### TASK GOAL
Can you output, as a numbered list with blank lines left out, the lines of the listing that begin at the line containing "formatted like [69,301]." and stop after the line containing "Target: beige apartment building"?

### PROVIDED INFORMATION
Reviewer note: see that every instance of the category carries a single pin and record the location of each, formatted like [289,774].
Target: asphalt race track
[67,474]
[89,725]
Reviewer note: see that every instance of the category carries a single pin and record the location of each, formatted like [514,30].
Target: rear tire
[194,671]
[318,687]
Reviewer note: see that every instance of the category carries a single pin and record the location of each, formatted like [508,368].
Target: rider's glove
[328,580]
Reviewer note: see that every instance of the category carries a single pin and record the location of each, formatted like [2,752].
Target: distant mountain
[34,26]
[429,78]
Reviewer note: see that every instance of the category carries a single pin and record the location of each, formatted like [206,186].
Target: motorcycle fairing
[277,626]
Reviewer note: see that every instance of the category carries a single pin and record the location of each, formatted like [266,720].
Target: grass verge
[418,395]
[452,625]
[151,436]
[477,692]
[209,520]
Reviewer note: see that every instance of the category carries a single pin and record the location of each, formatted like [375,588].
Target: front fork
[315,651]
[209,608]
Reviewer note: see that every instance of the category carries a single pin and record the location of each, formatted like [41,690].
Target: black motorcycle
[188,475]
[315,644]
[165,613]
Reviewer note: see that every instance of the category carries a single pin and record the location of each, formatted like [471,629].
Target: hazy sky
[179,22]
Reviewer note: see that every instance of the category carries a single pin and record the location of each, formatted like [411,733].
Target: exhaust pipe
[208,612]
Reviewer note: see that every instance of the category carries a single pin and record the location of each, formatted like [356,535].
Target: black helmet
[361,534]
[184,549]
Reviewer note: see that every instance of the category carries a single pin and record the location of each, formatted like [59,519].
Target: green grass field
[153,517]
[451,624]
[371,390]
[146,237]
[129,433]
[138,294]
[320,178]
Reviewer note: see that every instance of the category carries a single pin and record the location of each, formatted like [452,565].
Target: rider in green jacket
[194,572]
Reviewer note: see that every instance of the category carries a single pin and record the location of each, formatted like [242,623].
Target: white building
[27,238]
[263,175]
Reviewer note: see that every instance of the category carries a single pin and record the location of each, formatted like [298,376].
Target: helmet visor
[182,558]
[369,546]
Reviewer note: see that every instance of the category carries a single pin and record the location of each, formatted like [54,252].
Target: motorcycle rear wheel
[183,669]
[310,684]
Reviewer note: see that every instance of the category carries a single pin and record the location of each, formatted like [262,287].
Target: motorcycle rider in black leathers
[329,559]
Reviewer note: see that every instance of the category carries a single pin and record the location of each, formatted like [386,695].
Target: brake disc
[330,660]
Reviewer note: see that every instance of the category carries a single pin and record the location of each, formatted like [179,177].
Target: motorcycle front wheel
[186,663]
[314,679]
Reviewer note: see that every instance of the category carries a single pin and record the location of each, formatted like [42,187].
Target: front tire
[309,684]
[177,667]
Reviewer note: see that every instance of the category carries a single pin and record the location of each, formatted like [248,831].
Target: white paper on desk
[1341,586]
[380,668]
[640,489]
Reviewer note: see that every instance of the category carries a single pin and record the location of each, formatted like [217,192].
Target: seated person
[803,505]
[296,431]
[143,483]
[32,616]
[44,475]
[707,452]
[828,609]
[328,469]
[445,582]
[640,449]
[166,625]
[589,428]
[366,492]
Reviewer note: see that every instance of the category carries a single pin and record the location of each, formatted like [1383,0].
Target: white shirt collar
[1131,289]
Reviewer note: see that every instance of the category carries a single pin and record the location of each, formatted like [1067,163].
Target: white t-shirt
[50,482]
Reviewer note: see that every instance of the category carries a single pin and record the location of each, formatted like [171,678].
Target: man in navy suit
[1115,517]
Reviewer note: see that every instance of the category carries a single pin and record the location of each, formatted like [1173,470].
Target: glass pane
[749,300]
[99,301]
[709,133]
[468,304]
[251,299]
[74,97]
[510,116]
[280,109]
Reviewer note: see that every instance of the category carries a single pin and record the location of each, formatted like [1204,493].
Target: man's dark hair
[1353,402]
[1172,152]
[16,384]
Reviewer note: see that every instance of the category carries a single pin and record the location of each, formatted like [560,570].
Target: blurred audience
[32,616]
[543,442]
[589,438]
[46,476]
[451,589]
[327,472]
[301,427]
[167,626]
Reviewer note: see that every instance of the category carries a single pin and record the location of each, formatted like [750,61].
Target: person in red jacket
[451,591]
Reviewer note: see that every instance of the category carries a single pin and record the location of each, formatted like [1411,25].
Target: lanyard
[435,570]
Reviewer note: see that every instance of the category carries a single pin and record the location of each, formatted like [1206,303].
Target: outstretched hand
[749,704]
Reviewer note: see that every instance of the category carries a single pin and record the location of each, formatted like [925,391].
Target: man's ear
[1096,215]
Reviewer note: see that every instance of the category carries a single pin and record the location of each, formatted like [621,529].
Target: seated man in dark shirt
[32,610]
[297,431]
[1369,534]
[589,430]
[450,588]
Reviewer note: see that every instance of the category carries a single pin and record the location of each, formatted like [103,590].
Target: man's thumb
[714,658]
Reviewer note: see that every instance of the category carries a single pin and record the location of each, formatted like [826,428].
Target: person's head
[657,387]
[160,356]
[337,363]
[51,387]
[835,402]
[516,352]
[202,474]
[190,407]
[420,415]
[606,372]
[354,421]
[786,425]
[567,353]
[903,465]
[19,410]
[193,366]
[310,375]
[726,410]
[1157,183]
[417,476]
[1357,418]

--

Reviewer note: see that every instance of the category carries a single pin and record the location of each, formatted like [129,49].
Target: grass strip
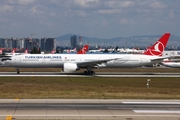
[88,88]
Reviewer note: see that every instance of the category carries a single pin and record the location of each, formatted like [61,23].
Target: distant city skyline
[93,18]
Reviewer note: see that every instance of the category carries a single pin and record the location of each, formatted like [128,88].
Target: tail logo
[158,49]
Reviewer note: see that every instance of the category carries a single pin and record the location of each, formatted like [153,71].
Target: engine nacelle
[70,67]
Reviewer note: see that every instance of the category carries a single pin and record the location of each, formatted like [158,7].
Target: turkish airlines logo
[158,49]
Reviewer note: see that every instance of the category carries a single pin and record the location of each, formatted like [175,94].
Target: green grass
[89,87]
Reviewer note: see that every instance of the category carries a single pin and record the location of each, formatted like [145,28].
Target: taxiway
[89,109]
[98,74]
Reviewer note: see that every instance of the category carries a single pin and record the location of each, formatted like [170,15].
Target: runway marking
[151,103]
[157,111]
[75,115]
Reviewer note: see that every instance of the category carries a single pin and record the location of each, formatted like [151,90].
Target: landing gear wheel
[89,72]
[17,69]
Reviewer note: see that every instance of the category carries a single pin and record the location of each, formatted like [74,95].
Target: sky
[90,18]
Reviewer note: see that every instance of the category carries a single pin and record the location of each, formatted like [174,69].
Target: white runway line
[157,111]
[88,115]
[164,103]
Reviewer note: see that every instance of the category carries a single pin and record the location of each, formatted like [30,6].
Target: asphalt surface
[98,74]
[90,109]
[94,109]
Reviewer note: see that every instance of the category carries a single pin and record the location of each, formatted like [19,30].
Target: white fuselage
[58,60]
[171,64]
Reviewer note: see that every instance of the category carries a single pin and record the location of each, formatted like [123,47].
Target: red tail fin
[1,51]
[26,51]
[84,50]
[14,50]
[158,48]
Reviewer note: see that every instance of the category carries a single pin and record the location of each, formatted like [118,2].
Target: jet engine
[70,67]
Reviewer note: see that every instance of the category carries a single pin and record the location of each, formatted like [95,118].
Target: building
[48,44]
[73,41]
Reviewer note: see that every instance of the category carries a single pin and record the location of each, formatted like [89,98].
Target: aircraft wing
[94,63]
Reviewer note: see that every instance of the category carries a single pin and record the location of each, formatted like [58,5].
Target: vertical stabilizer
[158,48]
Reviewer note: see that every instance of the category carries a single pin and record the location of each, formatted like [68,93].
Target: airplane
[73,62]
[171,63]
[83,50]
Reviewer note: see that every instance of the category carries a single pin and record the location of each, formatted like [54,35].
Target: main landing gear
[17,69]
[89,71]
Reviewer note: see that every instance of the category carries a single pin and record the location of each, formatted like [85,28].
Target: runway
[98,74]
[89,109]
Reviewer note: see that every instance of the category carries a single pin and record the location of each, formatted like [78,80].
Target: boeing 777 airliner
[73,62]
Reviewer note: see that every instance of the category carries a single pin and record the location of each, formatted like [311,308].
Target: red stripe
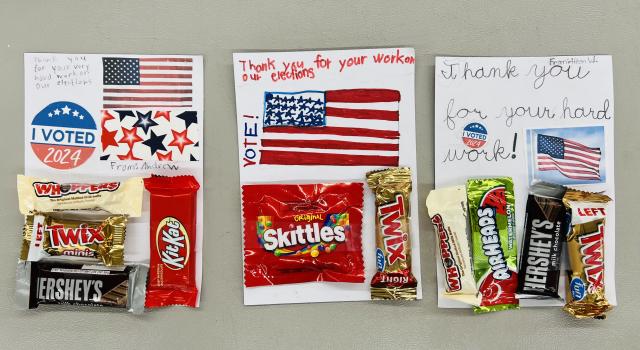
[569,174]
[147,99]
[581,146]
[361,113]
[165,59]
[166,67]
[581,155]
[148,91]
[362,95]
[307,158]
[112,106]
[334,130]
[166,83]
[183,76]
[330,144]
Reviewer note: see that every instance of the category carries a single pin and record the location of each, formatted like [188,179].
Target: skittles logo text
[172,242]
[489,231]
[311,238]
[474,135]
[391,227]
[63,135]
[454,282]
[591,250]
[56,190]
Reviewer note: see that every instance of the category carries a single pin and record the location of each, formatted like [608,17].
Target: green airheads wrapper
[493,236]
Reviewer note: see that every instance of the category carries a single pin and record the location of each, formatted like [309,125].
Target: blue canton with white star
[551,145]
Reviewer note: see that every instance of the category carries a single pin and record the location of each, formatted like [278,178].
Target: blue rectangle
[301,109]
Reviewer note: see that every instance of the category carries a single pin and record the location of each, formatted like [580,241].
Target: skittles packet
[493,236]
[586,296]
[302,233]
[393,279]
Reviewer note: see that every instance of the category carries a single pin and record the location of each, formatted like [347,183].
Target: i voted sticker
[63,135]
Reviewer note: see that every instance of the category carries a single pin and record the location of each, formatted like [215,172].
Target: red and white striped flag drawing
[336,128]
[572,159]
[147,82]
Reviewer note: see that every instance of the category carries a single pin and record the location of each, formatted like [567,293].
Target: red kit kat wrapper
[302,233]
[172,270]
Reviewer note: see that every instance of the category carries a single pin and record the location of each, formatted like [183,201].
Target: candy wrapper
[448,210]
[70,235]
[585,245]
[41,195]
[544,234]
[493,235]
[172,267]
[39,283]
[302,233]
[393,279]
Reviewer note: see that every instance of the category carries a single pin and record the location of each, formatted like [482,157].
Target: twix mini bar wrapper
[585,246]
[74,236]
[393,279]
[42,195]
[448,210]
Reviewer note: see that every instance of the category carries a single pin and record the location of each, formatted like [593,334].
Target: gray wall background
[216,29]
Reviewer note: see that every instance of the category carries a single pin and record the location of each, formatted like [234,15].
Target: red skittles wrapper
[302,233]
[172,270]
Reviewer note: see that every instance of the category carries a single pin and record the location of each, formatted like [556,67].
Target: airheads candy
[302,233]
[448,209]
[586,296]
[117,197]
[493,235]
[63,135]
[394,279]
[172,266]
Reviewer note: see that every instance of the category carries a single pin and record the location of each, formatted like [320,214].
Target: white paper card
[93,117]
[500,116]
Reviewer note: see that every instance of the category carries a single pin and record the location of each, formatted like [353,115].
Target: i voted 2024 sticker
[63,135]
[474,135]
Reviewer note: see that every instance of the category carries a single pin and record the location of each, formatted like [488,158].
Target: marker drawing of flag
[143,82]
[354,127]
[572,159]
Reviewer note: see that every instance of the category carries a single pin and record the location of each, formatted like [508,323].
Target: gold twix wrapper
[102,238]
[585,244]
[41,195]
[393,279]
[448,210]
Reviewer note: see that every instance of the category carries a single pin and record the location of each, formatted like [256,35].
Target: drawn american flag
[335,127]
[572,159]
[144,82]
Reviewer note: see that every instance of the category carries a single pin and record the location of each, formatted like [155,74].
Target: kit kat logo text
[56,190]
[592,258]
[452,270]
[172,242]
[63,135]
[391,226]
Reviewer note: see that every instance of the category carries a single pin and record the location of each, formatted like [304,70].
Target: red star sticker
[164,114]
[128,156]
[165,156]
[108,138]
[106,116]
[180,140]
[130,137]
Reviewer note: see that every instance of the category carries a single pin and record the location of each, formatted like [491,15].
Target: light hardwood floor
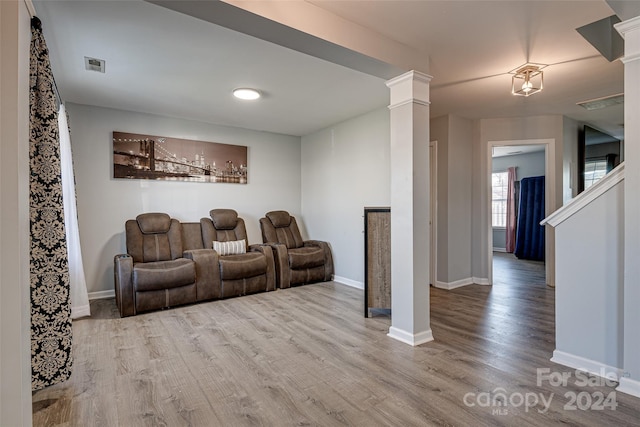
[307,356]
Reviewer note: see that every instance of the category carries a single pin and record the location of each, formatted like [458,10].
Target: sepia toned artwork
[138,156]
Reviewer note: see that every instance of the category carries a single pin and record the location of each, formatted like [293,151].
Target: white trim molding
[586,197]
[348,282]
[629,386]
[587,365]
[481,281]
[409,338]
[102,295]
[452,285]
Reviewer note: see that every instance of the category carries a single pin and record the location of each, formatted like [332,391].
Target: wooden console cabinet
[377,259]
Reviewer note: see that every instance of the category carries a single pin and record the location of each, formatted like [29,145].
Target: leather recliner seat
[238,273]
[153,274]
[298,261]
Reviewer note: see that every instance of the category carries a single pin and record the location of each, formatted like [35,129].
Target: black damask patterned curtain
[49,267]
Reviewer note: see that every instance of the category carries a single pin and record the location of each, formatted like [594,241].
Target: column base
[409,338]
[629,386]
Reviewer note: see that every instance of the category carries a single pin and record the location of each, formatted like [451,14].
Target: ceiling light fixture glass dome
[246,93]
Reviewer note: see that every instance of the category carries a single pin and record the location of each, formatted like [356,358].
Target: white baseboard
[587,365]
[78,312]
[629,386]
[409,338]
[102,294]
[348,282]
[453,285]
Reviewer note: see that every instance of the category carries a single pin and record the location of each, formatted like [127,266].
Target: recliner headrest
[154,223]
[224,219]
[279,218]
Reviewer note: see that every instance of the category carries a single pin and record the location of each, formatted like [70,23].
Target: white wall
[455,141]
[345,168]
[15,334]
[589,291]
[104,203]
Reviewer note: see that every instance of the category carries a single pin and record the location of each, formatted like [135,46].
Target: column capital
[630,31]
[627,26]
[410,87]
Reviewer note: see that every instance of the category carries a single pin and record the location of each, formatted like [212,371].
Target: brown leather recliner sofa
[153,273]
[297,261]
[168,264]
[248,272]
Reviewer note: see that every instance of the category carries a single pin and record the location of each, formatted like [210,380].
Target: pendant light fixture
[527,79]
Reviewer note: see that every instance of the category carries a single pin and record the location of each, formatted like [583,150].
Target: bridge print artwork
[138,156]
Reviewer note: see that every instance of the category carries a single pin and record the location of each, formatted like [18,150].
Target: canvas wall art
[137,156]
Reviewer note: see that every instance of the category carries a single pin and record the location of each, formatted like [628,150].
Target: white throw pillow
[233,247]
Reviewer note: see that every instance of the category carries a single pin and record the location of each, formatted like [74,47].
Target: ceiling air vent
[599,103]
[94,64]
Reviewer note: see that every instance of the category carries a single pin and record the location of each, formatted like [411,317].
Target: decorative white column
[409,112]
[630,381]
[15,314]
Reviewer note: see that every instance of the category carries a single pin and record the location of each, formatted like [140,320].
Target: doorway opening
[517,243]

--

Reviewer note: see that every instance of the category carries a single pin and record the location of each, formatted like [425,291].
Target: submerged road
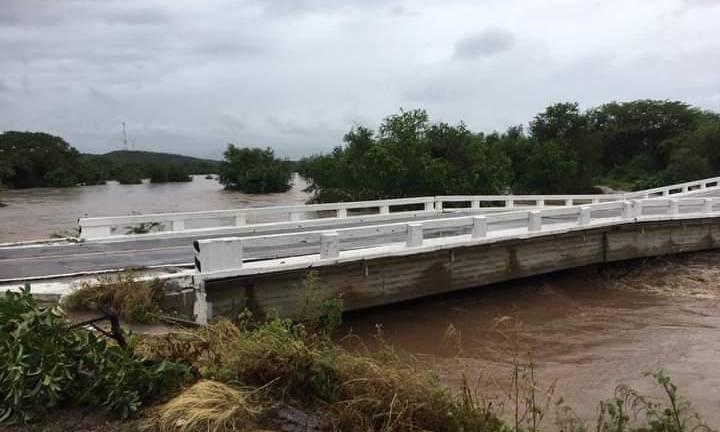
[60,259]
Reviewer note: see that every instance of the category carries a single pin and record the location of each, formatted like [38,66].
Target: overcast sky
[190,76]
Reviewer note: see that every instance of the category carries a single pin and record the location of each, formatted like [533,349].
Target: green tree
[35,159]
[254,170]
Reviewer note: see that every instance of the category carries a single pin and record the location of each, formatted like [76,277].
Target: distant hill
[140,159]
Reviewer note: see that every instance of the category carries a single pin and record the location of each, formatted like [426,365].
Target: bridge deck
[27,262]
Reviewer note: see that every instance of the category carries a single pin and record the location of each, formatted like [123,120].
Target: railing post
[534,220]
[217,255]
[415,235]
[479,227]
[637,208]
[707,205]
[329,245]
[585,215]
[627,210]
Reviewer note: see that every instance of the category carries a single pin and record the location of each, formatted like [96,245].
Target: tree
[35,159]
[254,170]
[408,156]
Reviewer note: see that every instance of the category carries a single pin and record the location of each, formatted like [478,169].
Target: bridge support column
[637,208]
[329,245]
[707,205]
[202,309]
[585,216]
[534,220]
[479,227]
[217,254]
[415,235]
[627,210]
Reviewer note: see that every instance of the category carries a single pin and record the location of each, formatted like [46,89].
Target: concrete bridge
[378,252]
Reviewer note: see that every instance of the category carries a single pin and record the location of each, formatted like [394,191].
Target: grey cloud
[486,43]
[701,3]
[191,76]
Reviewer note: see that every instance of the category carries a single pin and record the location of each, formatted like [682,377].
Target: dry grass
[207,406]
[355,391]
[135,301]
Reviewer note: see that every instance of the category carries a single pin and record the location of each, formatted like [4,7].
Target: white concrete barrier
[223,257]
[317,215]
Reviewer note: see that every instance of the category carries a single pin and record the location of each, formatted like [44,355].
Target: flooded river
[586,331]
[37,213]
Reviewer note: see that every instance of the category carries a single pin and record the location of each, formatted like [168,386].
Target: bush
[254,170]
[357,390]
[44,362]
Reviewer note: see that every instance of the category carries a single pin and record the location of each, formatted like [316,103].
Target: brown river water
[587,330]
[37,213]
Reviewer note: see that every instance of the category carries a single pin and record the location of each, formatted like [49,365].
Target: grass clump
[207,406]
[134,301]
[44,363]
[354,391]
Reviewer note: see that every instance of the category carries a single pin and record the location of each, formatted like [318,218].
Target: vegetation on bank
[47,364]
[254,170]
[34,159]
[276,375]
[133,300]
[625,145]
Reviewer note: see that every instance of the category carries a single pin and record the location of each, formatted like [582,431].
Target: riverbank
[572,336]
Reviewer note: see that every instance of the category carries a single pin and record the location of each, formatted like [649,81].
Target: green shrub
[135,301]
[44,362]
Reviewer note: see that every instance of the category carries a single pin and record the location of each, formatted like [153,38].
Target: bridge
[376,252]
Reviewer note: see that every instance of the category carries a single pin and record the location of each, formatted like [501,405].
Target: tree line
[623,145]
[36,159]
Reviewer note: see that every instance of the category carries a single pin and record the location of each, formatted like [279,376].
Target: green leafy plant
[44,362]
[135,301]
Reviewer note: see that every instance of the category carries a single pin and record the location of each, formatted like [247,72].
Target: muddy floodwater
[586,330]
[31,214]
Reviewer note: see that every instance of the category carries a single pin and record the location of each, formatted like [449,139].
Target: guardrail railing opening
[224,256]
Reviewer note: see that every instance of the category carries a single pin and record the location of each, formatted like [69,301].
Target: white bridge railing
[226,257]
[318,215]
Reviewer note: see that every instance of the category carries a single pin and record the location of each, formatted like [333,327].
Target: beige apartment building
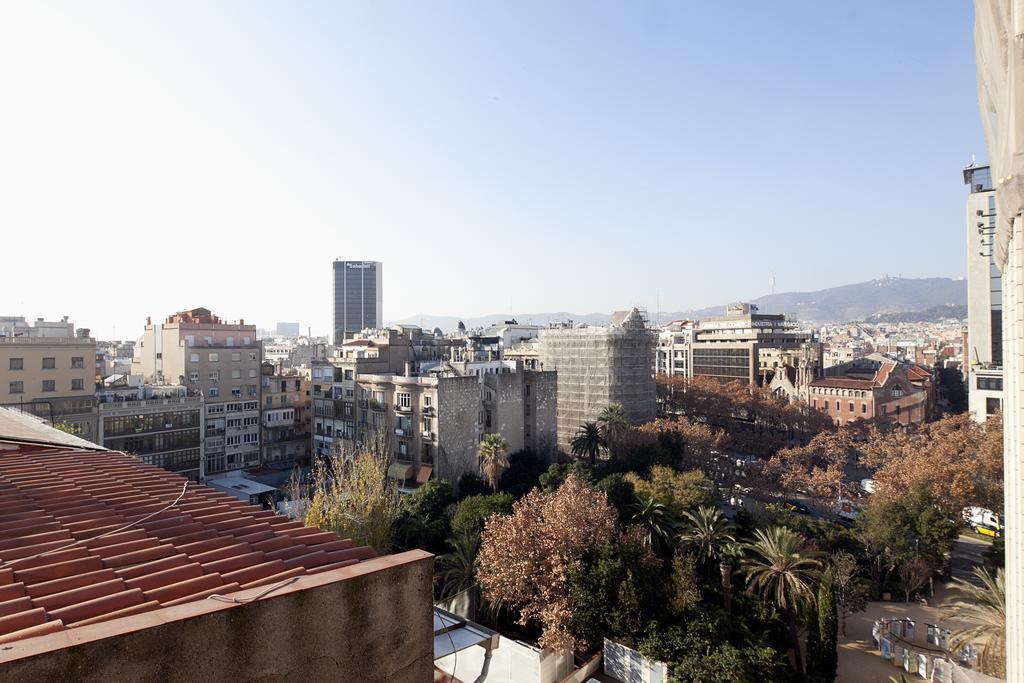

### FINAL RESULT
1. Reviewer note: see that every instance of the category carries a single pin and record the location of each, formatted like [69,301].
2. Target: white bridge railing
3. [226,257]
4. [318,215]
5. Reviewer note: see that every instance of the category carries a single pin and record the location of each, formatted like [333,327].
6. Target: beige apartment building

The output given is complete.